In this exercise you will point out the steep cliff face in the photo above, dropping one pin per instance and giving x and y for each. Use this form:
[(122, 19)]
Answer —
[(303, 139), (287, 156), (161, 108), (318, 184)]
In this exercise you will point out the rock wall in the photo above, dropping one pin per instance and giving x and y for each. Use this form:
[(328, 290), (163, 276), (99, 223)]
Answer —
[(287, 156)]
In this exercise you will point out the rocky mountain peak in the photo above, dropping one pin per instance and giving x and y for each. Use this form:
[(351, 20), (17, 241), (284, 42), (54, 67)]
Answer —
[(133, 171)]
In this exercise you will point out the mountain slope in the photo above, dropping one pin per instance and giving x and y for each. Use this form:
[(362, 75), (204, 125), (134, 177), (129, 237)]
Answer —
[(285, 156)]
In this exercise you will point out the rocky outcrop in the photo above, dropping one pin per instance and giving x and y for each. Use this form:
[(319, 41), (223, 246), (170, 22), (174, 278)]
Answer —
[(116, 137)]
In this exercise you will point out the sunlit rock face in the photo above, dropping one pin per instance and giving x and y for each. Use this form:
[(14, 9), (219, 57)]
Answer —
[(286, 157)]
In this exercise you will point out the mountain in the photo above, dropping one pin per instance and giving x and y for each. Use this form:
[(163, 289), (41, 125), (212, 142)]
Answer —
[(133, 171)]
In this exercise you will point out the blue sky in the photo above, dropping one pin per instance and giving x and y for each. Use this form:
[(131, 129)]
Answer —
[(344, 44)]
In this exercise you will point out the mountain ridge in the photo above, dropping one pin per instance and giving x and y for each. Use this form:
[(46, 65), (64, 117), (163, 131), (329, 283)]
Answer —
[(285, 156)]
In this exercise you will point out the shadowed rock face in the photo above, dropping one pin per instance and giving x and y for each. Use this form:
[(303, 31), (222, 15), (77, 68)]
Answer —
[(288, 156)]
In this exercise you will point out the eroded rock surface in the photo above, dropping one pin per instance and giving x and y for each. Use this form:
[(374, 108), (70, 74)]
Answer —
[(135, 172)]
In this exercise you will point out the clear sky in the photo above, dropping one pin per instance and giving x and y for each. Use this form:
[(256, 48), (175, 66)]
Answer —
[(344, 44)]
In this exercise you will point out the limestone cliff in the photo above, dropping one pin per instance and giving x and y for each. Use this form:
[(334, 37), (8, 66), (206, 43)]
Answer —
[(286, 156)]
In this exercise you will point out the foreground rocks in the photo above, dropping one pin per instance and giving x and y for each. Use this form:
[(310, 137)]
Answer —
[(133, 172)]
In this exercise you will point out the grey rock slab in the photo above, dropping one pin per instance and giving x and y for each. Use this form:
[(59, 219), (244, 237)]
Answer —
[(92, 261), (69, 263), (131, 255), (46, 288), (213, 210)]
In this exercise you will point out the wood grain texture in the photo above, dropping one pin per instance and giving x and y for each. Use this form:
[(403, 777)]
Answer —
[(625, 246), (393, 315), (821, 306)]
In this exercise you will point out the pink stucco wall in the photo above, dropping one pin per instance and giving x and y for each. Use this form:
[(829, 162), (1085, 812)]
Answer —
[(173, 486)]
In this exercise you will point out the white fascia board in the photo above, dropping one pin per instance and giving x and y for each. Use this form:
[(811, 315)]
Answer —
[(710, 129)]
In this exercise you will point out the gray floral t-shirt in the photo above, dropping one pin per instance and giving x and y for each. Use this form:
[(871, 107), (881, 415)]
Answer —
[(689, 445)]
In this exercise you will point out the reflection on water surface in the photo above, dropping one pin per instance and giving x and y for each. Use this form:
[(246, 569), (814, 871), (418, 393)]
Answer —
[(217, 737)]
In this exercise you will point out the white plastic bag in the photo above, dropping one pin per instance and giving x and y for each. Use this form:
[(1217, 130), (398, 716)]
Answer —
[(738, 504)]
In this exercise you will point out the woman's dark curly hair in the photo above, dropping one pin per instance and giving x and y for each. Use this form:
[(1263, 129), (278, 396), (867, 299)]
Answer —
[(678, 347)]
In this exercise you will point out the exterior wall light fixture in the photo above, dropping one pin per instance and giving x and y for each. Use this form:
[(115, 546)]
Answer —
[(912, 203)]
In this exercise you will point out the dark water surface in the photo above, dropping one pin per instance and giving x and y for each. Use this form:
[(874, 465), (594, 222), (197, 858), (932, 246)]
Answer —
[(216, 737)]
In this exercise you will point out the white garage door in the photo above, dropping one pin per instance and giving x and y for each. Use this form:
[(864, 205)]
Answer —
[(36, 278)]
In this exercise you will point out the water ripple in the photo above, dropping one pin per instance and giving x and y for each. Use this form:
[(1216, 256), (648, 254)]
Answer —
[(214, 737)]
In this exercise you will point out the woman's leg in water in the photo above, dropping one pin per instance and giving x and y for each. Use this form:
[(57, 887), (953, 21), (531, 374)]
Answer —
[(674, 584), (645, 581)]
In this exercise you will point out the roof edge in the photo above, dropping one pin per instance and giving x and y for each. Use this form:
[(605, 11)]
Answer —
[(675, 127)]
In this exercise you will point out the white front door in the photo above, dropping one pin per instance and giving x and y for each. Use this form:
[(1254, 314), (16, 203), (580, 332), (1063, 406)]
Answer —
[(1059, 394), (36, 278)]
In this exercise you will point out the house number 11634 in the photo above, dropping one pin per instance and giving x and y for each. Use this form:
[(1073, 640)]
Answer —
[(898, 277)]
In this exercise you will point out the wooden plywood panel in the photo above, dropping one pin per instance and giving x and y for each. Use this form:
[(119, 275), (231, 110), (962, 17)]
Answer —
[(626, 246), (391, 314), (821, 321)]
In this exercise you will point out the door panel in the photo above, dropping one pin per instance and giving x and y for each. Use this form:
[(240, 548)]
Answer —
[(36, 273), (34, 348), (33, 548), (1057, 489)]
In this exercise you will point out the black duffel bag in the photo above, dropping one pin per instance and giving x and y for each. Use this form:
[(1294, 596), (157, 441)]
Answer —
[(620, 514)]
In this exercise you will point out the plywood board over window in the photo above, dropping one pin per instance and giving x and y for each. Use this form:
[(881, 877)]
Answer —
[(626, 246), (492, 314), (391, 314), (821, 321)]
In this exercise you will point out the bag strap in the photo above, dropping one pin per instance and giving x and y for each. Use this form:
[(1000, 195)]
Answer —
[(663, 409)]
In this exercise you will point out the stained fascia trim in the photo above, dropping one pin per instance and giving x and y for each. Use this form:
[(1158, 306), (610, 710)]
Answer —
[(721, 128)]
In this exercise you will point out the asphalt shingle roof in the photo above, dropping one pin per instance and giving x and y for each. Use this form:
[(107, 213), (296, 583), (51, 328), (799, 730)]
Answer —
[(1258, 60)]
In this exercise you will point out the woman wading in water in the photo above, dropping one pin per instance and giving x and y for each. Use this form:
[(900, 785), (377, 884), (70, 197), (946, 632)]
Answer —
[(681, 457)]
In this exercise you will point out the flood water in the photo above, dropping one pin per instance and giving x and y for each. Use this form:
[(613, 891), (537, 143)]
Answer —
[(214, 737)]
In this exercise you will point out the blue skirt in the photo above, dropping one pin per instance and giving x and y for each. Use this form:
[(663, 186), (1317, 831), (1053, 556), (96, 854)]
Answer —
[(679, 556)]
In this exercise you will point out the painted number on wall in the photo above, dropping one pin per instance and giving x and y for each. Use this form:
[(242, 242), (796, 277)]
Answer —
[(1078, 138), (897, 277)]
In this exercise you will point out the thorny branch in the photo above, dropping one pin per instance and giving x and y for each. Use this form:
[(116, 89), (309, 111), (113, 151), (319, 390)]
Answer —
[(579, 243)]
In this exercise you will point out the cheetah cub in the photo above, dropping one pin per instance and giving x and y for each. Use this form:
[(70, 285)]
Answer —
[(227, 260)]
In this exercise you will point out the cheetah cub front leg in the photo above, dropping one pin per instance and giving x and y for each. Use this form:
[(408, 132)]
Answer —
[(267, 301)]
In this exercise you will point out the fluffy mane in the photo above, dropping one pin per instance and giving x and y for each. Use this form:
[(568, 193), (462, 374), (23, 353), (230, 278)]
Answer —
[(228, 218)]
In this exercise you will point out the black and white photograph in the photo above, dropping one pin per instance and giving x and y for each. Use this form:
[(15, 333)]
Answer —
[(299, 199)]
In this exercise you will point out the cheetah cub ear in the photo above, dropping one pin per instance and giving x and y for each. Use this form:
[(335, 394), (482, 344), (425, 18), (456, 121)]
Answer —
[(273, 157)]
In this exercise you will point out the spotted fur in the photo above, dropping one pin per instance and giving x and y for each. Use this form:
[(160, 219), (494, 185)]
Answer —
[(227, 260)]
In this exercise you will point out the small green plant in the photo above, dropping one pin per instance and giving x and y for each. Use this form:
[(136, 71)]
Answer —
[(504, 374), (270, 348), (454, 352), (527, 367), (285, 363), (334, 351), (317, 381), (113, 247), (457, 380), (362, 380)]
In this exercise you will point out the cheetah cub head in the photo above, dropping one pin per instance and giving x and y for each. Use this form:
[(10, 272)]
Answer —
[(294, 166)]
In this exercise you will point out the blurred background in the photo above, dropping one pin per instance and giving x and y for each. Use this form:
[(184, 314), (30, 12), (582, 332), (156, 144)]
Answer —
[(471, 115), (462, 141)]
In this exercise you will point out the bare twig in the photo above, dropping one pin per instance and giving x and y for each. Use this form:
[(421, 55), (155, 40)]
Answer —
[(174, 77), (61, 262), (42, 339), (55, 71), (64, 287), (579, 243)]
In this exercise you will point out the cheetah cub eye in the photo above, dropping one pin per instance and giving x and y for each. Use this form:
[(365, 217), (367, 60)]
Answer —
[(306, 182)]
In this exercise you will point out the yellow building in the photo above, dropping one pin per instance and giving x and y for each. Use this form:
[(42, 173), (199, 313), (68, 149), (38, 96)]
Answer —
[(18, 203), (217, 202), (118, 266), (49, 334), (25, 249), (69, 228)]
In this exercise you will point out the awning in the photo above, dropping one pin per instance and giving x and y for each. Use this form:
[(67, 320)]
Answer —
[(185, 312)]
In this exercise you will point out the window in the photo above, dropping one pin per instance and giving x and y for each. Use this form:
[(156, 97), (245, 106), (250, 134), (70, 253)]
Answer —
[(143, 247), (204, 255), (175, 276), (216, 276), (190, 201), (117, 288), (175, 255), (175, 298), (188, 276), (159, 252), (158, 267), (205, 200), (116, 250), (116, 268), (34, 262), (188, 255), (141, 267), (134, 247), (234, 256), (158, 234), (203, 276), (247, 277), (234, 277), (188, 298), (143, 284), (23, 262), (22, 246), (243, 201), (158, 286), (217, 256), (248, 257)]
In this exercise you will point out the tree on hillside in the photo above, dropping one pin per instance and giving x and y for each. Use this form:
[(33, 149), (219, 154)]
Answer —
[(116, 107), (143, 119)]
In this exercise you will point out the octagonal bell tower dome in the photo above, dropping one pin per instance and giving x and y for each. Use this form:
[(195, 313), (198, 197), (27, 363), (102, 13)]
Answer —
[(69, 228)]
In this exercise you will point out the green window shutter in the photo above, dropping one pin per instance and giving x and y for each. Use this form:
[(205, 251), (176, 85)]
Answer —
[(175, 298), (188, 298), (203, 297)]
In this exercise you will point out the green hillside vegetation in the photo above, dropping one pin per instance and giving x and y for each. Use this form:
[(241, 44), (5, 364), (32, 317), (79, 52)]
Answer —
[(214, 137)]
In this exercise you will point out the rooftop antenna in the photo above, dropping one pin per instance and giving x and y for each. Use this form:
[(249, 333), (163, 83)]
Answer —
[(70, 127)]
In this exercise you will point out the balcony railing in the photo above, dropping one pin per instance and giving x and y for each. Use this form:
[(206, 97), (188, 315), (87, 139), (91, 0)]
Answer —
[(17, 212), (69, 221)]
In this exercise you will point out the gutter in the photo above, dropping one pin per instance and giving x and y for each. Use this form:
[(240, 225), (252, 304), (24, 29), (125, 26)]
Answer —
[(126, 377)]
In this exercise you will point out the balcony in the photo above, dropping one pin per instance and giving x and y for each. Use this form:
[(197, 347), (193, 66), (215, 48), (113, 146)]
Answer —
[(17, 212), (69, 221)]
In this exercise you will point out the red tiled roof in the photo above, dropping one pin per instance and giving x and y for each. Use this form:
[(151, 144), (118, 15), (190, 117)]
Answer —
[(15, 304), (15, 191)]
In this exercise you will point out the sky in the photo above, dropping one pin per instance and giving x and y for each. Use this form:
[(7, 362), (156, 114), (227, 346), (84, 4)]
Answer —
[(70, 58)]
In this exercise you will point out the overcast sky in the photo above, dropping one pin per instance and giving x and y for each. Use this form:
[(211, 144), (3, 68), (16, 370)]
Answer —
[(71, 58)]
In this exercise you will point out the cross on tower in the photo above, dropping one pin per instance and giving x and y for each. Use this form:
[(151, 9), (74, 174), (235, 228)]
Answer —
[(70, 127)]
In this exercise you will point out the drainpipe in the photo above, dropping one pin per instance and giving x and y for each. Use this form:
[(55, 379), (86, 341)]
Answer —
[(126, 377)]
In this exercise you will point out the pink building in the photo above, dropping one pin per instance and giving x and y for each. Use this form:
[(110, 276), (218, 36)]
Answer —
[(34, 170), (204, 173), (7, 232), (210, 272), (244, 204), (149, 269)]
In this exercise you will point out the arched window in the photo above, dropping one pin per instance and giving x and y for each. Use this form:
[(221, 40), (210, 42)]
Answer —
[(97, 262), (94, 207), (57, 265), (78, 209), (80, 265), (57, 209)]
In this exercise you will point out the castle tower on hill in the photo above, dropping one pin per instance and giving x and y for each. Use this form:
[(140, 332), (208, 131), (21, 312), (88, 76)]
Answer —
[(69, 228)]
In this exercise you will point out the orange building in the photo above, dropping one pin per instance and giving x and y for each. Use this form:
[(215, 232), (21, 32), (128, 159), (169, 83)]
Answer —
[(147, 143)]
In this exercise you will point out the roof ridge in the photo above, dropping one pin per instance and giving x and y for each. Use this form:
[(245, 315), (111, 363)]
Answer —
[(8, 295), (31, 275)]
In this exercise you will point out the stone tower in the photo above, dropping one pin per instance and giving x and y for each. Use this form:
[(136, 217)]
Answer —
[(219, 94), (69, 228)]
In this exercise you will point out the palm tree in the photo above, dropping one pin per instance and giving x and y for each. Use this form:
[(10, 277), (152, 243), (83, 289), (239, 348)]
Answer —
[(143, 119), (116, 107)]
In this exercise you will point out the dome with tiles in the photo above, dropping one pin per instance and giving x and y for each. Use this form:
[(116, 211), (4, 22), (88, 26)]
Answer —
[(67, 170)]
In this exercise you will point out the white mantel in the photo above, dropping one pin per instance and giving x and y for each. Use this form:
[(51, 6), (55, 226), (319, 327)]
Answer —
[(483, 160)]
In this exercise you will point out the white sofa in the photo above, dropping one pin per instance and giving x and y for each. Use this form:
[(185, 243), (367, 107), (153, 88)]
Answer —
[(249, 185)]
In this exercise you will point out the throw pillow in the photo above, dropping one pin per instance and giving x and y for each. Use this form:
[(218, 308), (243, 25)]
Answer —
--------------------
What to work on — Write the lines out exactly, from the one with "In this exercise you will point out the white mantel" down to the last line of the listing, and leave out all others.

Exercise answer —
In this exercise you will point out the white mantel in the photo above, dropping one pin per instance and giving x and y for each. Use this form:
[(51, 6), (55, 226), (319, 327)]
Answer —
[(483, 160)]
In this exercise you will point out the white sofa in the photo above, dropping one pin per instance and giving x and y for each. Use this form:
[(185, 243), (367, 107), (153, 88)]
Answer —
[(249, 185)]
In this exercise you will point out the throw pillow in the photo above, dropping one pin per instance and giving x and y for each. Use this form:
[(218, 308), (243, 25)]
Answer —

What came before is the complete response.